Coordinate annotation entries>
====

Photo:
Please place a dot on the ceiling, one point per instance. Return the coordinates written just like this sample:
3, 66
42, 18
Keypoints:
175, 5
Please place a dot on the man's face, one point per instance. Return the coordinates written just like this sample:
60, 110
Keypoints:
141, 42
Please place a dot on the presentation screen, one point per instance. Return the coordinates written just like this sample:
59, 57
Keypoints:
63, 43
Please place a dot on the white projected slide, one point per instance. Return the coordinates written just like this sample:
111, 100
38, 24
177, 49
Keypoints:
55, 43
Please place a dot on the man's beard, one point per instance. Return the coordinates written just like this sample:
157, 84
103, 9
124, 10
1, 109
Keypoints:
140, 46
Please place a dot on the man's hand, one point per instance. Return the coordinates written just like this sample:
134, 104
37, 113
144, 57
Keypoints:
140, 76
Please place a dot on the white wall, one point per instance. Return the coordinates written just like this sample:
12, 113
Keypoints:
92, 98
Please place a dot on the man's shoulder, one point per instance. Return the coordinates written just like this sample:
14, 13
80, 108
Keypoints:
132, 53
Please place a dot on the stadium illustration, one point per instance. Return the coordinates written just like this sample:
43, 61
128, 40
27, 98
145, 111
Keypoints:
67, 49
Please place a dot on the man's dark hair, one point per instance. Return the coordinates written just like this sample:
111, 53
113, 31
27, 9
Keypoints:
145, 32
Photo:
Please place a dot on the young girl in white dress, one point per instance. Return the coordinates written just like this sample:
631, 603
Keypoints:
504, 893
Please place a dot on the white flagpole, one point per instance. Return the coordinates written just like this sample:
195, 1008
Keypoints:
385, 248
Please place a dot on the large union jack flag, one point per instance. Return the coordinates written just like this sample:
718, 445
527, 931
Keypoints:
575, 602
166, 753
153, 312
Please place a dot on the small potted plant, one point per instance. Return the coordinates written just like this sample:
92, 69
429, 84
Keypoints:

====

GOAL OF THE EXERCISE>
Reproduce all of the data above word for word, from the first line to the last.

TASK RESPONSE>
Photo:
Please place a dot on the ceiling, one point per instance. Return the coordinates written just like this sample:
3, 66
42, 18
Keypoints:
175, 5
Please place a dot on the man's face, one point per instance. Return the coordinates written just like this sample:
60, 110
Keypoints:
141, 42
Please place a dot on the presentation screen, one point per instance. Return the coordinates written just like this sample:
59, 57
Keypoints:
63, 43
Please place a dot on the white projected slide, one point per instance. Return the coordinates written just like this sample:
111, 100
38, 24
177, 49
Keypoints:
55, 43
Please place a dot on the man's beard, one point per instance. Return the coordinates written just like this sample:
157, 84
103, 9
124, 10
1, 109
Keypoints:
140, 46
Please place a dot on the man's hand, one point per instance. Return the coordinates written just like this sample:
134, 104
37, 113
144, 57
Keypoints:
140, 76
Please place a dot on the white wall, one point per instance. Return the coordinates written just like this sample:
12, 113
Keypoints:
92, 98
Please place a dot on the man's shoulder, one point per instance. Return the coordinates written just like this sample:
14, 13
80, 108
Keypoints:
132, 53
Please place a dot on the stadium illustration, one point per instance. Return the coordinates written just like this sample:
43, 61
128, 40
27, 98
145, 111
Keypoints:
67, 49
Please place a dot on the man's dark hair, one point per instance. Return the coordinates written just like this sample:
111, 53
113, 31
27, 9
Keypoints:
145, 32
Photo:
Please place a dot on the young girl in white dress, one point per instance. Return the coordinates written just like this sample:
631, 603
Keypoints:
504, 893
Please place a dot on the white flagpole, one point per instance. Return the coordinates written just like this sample:
195, 1008
Keypoints:
385, 248
Please place a dot on the large union jack flag, one point per instance. Return the coordinates written just like this sample:
718, 445
527, 931
Keypoints:
575, 602
166, 753
153, 312
Please place a dot on the small potted plant, one point per instance. Return the coordinates written just like this sample:
92, 69
429, 84
Keypoints:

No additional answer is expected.